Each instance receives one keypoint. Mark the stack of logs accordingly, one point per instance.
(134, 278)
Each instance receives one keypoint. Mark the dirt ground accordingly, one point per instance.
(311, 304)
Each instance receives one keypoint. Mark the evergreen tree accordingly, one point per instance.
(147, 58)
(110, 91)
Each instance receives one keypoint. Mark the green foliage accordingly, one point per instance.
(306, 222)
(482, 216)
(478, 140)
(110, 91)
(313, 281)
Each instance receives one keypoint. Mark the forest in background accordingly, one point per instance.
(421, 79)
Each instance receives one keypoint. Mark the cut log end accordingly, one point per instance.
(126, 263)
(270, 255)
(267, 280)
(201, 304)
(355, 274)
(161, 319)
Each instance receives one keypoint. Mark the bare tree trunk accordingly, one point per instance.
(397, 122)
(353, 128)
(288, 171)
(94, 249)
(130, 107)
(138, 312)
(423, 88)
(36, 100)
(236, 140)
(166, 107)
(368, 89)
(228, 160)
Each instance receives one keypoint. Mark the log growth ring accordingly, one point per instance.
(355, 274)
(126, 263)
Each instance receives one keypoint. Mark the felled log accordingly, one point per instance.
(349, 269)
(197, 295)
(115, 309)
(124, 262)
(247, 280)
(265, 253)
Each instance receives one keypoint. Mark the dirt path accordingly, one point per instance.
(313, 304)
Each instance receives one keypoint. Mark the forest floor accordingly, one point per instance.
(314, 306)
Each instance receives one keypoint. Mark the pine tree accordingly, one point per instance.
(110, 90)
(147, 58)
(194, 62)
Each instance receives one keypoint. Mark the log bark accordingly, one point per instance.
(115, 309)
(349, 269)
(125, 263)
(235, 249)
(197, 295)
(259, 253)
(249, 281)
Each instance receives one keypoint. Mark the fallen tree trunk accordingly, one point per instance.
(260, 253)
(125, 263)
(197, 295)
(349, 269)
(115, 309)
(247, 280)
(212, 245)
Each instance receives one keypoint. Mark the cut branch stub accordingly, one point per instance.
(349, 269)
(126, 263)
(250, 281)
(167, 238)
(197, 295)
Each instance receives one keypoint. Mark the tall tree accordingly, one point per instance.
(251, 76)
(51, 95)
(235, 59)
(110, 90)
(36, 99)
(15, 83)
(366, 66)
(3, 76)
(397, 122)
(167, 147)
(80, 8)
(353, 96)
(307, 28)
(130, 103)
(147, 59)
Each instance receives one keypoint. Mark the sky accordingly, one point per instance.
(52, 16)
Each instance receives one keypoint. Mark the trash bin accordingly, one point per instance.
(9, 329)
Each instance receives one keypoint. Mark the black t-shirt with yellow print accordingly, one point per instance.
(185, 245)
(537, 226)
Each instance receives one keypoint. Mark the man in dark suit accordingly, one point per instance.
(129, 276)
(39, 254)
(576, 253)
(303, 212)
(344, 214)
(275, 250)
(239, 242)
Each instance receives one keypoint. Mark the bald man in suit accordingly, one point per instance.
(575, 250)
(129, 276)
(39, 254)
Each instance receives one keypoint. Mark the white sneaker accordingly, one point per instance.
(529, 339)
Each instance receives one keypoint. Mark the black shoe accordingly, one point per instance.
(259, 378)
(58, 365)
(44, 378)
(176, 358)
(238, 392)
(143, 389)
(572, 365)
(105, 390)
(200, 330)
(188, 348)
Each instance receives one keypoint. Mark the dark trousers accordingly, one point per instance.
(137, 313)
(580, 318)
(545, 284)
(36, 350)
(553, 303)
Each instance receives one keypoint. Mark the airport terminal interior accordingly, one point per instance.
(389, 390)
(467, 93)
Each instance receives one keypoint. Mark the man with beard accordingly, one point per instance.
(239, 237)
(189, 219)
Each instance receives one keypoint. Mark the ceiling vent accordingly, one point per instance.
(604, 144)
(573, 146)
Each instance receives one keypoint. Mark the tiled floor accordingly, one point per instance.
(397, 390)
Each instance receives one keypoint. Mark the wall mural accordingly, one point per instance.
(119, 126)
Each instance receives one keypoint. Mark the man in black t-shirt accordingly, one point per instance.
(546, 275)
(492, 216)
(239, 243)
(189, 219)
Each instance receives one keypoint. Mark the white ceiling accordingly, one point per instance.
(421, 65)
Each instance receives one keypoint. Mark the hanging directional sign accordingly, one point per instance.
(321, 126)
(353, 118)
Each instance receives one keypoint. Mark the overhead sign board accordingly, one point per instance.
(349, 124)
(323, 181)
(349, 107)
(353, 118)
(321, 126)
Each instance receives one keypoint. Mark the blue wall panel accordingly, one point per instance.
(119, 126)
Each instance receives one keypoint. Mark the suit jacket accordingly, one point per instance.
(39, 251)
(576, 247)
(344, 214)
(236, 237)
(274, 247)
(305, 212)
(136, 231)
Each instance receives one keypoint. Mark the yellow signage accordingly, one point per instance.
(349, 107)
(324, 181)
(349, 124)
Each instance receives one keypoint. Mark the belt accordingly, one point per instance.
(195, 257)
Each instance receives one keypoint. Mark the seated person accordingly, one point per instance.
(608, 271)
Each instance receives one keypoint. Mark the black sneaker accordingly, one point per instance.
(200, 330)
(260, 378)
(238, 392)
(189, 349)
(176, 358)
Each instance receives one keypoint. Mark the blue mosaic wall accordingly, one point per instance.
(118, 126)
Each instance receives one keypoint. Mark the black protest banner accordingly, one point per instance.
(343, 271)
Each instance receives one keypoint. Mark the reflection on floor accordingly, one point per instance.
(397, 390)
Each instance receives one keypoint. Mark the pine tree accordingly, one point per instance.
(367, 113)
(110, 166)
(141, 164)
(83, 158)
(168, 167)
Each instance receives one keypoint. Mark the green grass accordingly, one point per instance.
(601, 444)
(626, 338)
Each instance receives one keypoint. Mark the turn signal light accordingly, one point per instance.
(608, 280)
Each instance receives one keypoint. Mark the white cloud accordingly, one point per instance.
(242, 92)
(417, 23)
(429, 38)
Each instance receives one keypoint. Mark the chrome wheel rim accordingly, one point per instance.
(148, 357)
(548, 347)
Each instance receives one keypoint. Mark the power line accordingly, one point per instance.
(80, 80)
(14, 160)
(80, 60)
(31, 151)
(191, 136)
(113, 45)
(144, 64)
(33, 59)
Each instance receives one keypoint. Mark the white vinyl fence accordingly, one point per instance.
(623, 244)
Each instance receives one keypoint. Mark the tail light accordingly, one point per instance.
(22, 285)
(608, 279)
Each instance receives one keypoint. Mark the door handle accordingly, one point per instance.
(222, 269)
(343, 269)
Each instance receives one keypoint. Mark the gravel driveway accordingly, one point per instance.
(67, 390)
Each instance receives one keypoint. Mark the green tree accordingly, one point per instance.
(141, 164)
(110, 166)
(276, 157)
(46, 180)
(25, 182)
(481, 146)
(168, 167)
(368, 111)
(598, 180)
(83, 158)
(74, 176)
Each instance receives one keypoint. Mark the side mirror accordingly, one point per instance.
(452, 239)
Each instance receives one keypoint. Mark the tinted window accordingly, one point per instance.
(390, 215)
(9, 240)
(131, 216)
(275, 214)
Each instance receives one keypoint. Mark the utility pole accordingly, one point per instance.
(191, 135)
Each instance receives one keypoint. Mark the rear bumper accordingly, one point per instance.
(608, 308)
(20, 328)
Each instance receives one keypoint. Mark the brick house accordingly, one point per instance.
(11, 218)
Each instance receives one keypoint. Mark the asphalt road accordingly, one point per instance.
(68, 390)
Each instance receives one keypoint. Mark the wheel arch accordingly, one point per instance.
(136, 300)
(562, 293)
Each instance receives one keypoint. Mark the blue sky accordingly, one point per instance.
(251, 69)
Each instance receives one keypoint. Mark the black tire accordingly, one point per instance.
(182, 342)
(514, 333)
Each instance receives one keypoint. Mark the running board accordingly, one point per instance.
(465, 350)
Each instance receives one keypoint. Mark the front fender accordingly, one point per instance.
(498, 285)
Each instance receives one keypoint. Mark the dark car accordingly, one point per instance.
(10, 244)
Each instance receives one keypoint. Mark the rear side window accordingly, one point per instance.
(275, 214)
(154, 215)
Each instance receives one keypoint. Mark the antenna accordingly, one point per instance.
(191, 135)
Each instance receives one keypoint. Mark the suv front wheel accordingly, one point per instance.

-=-=-

WORK INSTRUCTION: Produce verbatim the lines starting at the one with "Each instance receives one keypoint. Mark the front" and ending at the last line of the material, both ends included. Add no other line.

COMPLETED TASK:
Each instance receives one keypoint. Mark the front fender accordingly, one point per instance.
(498, 285)
Each instance receives one keypoint. Mark the dark car accordingly, one point per instance.
(10, 244)
Each instance receives one keypoint. Mark the rear side window accordingly, one point per instance.
(275, 214)
(154, 215)
Each instance receives one keypoint. Mark the antenna accordingly, one point per instance.
(191, 135)
Each instance receives one keypoint. Mark the suv front wheel accordingly, one point per instance.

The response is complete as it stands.